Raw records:
**********

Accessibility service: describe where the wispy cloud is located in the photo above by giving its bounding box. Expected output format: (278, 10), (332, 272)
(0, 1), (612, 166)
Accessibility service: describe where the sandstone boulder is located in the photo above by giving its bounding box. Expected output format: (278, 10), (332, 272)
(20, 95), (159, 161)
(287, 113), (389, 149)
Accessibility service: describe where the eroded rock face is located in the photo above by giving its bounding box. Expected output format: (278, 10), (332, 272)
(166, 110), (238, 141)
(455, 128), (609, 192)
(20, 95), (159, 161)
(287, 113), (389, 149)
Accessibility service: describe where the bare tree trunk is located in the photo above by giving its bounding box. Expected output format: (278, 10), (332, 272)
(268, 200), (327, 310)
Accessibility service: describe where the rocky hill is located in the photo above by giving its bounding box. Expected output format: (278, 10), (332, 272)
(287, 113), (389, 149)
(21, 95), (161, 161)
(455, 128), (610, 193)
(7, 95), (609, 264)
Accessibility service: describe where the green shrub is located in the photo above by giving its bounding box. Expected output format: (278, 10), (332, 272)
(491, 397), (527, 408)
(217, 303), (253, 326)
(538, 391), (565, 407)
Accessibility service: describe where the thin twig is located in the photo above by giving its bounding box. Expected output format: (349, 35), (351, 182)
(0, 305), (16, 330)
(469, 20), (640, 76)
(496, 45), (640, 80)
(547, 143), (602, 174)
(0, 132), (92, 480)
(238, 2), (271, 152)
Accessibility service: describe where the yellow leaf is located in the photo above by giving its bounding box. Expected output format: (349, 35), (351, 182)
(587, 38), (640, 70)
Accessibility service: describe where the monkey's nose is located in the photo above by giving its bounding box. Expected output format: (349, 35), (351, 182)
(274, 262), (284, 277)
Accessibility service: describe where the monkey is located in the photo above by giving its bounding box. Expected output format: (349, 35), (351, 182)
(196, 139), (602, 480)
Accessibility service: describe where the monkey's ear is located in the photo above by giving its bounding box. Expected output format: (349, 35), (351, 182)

**********

Copy every line of the entries from the line containing "Accessibility service: describe where the eroded" through the line containing "(268, 200), (327, 310)". Change only the bounding-box coordinates in the answers, increasing each one by 142.

Accessibility service: describe where the eroded rock face is located in the photo above by giving its bounding box. Expected output format: (278, 10), (332, 272)
(308, 252), (380, 283)
(597, 270), (751, 334)
(162, 237), (301, 303)
(429, 255), (531, 291)
Accessibility service: describe where the bare tree trunk is located in the photo above by giving its bounding box. Expected output format: (278, 10), (332, 272)
(410, 342), (469, 452)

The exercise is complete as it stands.